After a lengthy absence from the charts, Duran Duran have made a successful return to the UK music scene, with a lower-key working method, a new album and a Top 10 single, 'Ordinary World'. Richard Buskin talks to the band and their co-producer John 'JJ' Jones about the making of a hit in a living room.
Born in London in 1957 before moving with his family to Jamaica in '59, John Jones cut his musical teeth playing the piano when he was just three years old; a couple of years later, the precocious kid had composed his first minuet. "I was pretty rebellious," he recalls. "For my first piano lesson I was given a piece to learn, and I just went away and re-wrote it!"
Nevertheless, several years after his 1963 emigration to Toronto, Canada, 'JJ' had graduated to playing bass guitar and composing material for assorted bands, and in 1974 one of his songs landed him a publishing deal with ATV Music. This led to a couple of fairly fruitless stints as a staff writer both there and at CBS, coinciding with equally unrewarding results from his participation with a number of bands. Yet during this period JJ also gained some recording experience demo'ing songs at ATV and working as a tape-op at Toronto Sound Studios; in the late '70s, this provided him with the inspiration to build his own studio with musician friend Dee Long.
Buying an old farmhouse with a large barn in Buttonville, a suburb North of Toronto, they installed a 16-channel console and a Fairlight, and cornered the local demo market before upgrading to 24-track when Bob Ezrin came in to produce Alice Cooper's Dada album. Hereafter, the business really began to take off, and when, in 1984, JJ and Dee were asked by EMI to produce an album for a new band called Rational Youth, they came to London to mix it at the famous Air Studios.
Having taken one look at the vibrant London scene, the pair decided that this was where they wanted to be. In 1985 they sold the studio in Canada and returned to the UK armed with their Fairlight. Together with Dave Harries, Malcolm Aitken and John Goldstraw, they set about designing and building the MIDI room — Studio 5 — at Air.
Over the course of the next few years, work here brought them into contact with the likes of George Martin, Paul McCartney, Elton John, Mark Knopfler, Yes, and Michael Kamen, but by the late '80s the world and his brother had acquired MIDI gear, and the novelty of just using Air's Studio 5 had worn off. Since then, JJ has contributed to records by, among others, Paul Rodgers, The Rolling Stones and Duran Duran, programming and re-mixing tracks on the latter's 1989 album, Liberty, as well as co-producing a piece entitled 'Burning The Ground' on the compilation CD, Decade, the following year.

────────

**Exercise tasks**
1/ In the article on John 'JJ' Jones, what did he and Dee Long first install in the Buttonville studio?
2/ Carry on the article on John 'JJ' Jones and Duran Duran from its last sentence.

────────

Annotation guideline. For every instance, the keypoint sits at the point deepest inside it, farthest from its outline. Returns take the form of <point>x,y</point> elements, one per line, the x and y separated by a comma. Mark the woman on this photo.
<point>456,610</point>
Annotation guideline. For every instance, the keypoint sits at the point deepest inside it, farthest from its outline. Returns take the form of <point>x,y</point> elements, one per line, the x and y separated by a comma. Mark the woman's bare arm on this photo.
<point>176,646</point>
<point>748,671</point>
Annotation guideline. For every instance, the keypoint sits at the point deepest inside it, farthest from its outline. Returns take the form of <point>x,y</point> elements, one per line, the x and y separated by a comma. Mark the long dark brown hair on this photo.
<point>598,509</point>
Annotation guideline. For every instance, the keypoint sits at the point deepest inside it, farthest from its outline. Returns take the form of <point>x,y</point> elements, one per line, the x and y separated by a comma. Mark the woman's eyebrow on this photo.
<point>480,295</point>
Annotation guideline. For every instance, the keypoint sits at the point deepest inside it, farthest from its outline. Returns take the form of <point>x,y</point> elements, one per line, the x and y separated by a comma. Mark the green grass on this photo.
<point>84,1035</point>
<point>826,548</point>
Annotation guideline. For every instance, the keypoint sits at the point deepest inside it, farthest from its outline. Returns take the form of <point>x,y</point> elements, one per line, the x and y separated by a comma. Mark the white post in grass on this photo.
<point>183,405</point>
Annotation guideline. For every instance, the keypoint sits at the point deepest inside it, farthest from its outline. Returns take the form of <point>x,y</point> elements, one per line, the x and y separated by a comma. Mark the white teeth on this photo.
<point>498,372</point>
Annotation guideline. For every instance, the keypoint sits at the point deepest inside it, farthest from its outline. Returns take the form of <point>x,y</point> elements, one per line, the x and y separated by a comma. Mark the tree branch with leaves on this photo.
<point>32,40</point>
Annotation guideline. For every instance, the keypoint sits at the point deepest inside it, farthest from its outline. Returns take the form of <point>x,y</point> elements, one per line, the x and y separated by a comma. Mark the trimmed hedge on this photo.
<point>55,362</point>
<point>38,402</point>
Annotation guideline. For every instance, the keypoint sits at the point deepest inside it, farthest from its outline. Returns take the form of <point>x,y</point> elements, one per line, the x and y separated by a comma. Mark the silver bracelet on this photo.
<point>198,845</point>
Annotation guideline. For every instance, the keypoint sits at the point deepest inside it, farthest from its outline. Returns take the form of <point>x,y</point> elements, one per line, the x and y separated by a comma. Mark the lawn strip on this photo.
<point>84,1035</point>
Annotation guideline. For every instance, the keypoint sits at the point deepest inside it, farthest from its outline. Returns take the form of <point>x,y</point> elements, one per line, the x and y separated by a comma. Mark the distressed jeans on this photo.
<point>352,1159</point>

────────

**Solved problems**
1/ A 16-channel console and a Fairlight.

2/
January 1991 saw Duran Duran embarking on their latest project, Here Comes The Band, in the home studio of guitarist Warren Cuccurullo. "Warren had a sequencer, a drum machine, a couple of synths and his extensive guitar setup, and the idea was that by just bringing in a small keyboard rig for Nick [Rhodes] they could write there," recalls JJ "So they started composing together and jamming, and a couple of months later I came in and began to demo some of the ideas that they had.
"The group really wanted to control this record. They wanted to have the time to be creative without spending hundreds of thousands of pounds in a studio, and so they basically asked me if I thought we could make a record in a living room. My response was that we certainly could, and that we could at least start by making demos and seeing how far it would get."
Out of all this came a new album, and the single, entitled 'Ordinary World', which was to be so successful for the band.
"We'd never recorded in a home studio before," says John Taylor. "On our previous album we had a fully working band for the first time in years, so we really had most of the songs written and arranged in advance, but there were a couple of albums before that which we had written in very expensive studios. This time around we used pretty much the same method, but the difference was that it was in our guitarist's living room, and so we didn't have to keep looking at the clock."
"The console we were using was an Akai MG1214, with the built-in analogue 12-track recorder, while for monitors we had AR Red Boxes and an Auratone," explains JJ "I was placed in the window-bay, and at the other end of the room there was the guitar setup, Warren's sequencer setup, Nick's keyboard setup, and a couple of little Zoom guitar boxes which John could plug straight into. I myself used Notator on the Atari, and I had an Akai S1000, an S900, a Roland D50, other keyboards, and each setup had a Yamaha DMP7 from which I would take a feed straight into the 12-track.
"So within all of that the band played live together, everyone initially being miked with a Shure SM58 which they could each sing or talk through. Our primary aim was to get about 15 songs demo'd, because while the band has total creative control it was felt that this album should be done with feedback from the record company. We wanted to get that from day one, not after we'd spent £800,000, and so we were really concerned about the songs at this point rather than perfecting sounds. There was a feeling in that room like it was 1962, and that's what we loved about it."
"Simon Le Bon: We were aware of all the times in the past when we've said to each other, 'the demo was so much better', and so ice wanted to have a setup which facilitated using those recordings as part of the finished product."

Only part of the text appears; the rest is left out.